## [What is expected]
Lines in the records below that contain the word "vertical" must each be copied.

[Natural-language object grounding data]
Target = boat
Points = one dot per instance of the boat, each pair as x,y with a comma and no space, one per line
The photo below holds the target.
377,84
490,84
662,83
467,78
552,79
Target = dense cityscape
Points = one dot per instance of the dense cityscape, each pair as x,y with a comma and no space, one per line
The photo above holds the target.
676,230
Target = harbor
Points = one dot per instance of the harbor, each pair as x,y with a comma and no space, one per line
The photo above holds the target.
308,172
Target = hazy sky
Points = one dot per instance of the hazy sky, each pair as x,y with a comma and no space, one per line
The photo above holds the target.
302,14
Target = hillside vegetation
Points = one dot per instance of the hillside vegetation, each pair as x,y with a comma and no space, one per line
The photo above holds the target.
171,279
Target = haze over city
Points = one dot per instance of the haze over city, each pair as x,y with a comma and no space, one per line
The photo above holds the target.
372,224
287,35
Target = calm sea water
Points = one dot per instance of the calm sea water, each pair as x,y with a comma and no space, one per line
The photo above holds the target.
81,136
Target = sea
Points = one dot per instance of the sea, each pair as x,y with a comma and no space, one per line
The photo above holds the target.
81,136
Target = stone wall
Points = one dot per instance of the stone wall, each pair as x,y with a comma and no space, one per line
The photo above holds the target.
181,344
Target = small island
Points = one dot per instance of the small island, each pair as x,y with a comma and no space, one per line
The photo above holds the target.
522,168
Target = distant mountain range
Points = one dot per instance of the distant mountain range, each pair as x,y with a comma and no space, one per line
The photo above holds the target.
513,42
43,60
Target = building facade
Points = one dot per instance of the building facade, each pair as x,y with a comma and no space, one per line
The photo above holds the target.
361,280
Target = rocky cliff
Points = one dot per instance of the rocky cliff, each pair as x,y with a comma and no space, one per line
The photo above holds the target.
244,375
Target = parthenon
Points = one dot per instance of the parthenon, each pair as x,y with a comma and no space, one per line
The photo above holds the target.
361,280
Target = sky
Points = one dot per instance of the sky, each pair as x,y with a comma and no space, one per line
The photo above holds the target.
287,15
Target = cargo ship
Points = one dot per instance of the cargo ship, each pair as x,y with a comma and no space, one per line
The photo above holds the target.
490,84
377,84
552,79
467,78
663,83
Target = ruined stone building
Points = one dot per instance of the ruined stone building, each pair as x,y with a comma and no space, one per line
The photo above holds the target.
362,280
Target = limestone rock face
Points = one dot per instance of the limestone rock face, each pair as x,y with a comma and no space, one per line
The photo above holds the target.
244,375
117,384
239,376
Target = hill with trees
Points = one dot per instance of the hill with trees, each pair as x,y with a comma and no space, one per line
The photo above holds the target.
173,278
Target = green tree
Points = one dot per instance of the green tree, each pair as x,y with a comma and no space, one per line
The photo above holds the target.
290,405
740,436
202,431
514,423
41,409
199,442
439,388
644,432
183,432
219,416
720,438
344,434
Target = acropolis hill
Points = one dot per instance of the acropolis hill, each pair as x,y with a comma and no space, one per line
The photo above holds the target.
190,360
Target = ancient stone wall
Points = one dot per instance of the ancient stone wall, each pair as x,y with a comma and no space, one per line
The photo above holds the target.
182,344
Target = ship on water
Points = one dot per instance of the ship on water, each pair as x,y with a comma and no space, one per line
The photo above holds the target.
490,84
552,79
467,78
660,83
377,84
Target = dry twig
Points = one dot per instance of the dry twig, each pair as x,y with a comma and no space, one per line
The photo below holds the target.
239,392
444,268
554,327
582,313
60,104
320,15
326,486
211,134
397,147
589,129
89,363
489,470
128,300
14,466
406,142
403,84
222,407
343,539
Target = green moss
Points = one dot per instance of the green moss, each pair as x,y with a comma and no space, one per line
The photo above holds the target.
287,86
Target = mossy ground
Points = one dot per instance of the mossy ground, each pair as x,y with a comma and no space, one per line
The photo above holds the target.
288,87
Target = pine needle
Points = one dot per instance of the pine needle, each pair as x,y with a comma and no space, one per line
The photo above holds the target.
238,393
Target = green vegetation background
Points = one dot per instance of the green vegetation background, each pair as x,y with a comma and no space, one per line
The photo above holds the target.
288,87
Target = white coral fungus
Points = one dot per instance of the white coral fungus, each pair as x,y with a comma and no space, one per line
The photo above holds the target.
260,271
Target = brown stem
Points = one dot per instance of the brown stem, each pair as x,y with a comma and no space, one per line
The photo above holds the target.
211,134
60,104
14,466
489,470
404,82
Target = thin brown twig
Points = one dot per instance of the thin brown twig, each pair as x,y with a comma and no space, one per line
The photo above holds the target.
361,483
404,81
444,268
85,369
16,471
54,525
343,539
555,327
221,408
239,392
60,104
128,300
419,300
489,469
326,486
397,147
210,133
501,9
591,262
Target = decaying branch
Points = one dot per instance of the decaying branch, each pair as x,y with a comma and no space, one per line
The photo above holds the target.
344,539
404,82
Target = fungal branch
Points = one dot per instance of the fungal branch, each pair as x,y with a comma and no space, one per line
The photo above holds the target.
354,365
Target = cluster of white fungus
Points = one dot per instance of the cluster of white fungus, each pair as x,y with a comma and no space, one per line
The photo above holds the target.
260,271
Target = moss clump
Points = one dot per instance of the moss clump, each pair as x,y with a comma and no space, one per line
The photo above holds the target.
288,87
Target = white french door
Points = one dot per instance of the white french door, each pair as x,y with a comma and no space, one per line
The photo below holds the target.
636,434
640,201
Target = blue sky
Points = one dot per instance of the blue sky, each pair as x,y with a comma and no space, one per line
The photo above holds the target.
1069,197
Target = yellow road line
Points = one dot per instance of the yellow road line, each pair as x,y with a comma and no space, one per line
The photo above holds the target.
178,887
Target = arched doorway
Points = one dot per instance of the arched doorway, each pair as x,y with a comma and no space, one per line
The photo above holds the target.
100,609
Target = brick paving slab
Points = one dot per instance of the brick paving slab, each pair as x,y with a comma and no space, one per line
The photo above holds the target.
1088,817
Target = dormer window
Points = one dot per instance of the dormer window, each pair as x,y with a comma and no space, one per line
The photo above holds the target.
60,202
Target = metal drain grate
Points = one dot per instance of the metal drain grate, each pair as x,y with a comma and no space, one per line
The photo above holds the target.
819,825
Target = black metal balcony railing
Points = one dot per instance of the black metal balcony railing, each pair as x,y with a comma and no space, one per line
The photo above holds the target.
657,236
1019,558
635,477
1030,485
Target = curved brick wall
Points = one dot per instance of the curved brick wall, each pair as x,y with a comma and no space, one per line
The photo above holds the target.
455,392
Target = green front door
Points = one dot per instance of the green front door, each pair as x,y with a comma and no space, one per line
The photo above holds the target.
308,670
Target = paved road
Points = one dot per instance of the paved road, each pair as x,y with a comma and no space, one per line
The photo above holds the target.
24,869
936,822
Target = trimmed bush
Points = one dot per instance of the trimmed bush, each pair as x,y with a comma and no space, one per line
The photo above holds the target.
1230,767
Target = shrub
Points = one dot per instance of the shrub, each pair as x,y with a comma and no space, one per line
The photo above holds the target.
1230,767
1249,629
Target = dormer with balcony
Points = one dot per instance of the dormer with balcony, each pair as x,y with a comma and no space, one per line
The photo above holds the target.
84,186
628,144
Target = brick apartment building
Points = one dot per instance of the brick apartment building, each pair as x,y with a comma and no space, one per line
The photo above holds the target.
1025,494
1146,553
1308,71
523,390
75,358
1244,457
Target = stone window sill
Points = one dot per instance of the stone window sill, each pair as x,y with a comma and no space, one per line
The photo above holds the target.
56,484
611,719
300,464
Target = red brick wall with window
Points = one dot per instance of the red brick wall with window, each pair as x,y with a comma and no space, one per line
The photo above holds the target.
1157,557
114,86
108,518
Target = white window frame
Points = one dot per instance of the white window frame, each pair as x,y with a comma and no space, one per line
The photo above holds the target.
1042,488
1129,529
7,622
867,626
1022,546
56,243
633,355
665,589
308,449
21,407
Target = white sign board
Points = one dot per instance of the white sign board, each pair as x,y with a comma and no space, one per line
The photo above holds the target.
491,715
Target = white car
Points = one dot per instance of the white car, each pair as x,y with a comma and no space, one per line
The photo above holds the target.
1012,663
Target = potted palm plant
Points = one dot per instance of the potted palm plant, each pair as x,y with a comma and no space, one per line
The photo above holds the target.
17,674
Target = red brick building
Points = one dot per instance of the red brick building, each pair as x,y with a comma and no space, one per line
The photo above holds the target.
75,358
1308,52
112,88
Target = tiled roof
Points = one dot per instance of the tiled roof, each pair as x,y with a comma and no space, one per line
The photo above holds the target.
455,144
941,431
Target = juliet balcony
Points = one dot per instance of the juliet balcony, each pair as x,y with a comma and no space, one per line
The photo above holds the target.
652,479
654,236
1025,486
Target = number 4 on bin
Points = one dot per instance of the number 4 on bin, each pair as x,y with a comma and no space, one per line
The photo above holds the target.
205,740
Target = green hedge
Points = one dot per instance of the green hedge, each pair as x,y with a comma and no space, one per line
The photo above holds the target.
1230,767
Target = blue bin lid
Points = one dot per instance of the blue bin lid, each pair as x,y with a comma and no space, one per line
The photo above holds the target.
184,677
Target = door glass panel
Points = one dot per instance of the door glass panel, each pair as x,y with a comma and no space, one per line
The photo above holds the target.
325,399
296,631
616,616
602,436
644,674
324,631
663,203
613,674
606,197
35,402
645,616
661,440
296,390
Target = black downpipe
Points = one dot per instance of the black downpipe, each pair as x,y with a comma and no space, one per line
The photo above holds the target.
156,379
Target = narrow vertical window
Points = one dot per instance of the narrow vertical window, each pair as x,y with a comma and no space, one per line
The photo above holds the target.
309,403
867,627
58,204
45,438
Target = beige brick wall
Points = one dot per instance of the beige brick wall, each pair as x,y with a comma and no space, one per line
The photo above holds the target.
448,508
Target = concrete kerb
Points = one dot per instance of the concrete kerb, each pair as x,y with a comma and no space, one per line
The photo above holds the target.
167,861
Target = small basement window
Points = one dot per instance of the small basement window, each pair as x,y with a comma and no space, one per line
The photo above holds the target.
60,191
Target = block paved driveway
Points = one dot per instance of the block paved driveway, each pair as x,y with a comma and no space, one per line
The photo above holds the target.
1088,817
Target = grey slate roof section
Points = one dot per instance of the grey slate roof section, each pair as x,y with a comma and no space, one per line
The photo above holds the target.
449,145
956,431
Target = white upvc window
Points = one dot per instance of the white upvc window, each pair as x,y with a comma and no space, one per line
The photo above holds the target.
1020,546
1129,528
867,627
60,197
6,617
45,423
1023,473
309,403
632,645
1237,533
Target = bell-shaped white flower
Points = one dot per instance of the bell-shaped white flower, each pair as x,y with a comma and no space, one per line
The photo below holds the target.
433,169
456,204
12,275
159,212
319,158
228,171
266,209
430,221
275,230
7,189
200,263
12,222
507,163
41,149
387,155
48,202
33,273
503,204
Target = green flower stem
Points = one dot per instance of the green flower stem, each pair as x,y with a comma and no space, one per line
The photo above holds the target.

## [Completed task]
Target = narrow vertical window
Points = one dot per instance of the narrow vertical window, each pair as x,y with a comma and no space, one per line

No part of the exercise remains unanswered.